* _Task description_: Update the records below by replacing every "marker" with "dot". Reproduce all other lines and wording unchanged.

* _Supplied data_:
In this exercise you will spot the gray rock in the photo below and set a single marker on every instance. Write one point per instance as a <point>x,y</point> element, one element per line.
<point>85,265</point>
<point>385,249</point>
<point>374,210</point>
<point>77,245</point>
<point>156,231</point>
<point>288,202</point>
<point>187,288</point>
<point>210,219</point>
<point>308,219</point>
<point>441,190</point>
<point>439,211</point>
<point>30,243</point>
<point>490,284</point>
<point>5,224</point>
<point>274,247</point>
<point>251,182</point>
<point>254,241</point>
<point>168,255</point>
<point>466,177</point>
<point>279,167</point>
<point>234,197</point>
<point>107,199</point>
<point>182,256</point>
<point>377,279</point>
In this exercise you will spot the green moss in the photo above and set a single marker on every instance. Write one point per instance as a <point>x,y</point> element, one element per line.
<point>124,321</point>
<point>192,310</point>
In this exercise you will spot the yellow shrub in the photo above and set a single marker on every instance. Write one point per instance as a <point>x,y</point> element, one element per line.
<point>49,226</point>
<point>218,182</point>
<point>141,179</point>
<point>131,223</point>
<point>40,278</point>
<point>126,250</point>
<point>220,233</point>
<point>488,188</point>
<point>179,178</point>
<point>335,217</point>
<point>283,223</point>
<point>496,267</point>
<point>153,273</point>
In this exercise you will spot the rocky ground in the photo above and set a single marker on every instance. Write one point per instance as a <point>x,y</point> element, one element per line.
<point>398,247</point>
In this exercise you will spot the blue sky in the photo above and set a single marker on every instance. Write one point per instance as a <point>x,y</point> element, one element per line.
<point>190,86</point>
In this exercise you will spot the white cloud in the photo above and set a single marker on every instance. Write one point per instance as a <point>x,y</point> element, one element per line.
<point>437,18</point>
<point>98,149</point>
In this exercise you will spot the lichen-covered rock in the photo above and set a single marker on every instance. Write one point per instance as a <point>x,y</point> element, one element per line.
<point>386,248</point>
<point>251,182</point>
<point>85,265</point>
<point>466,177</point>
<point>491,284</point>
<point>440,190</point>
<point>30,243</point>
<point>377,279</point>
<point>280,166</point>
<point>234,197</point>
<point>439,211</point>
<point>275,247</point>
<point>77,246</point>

* _Full solution_:
In this exercise you will spot the gray rock in the photo below and set a single dot on every instance. Write one point per instance as a <point>x,y</point> element, one element per line.
<point>85,265</point>
<point>385,249</point>
<point>374,210</point>
<point>77,245</point>
<point>156,231</point>
<point>288,202</point>
<point>187,288</point>
<point>210,219</point>
<point>308,219</point>
<point>441,190</point>
<point>439,211</point>
<point>30,243</point>
<point>490,284</point>
<point>5,224</point>
<point>274,247</point>
<point>251,182</point>
<point>254,241</point>
<point>168,255</point>
<point>466,177</point>
<point>279,167</point>
<point>234,197</point>
<point>107,199</point>
<point>182,256</point>
<point>377,279</point>
In this exercise you will spot the green moss in the photo above and set a single dot on every instance. Write one point per instance as a <point>x,y</point> element, one element per line.
<point>124,321</point>
<point>192,310</point>
In this exercise you will spot the yellow shrub in the photo above and set a single dot on every instance. Write one point per instance as a <point>x,y</point> element, one element per line.
<point>49,226</point>
<point>218,182</point>
<point>141,179</point>
<point>131,223</point>
<point>40,278</point>
<point>126,250</point>
<point>220,233</point>
<point>488,188</point>
<point>179,178</point>
<point>335,217</point>
<point>283,223</point>
<point>496,267</point>
<point>153,273</point>
In this exercise you will spot the rocky ground in the photo above and set a single dot on every instance. Write one point per instance as a <point>x,y</point> element, one element per line.
<point>398,247</point>
In this exercise you will spot the blue sky in the photo above and set a single dot on every instance. Write one point per instance as a <point>x,y</point> element, one element per line.
<point>190,86</point>
In this exercise you will spot the white cloud in the photo above and set a single dot on every instance. Write one point per instance as a <point>x,y</point> element, one element per line.
<point>437,18</point>
<point>98,149</point>
In this exercise you will spot the lichen-covered rock in the photo above and set a single dot on every instance. Write one point per instance as a <point>x,y</point> element, one element per line.
<point>386,248</point>
<point>251,182</point>
<point>85,265</point>
<point>466,177</point>
<point>491,284</point>
<point>440,190</point>
<point>30,243</point>
<point>377,279</point>
<point>280,166</point>
<point>234,197</point>
<point>439,211</point>
<point>275,247</point>
<point>77,246</point>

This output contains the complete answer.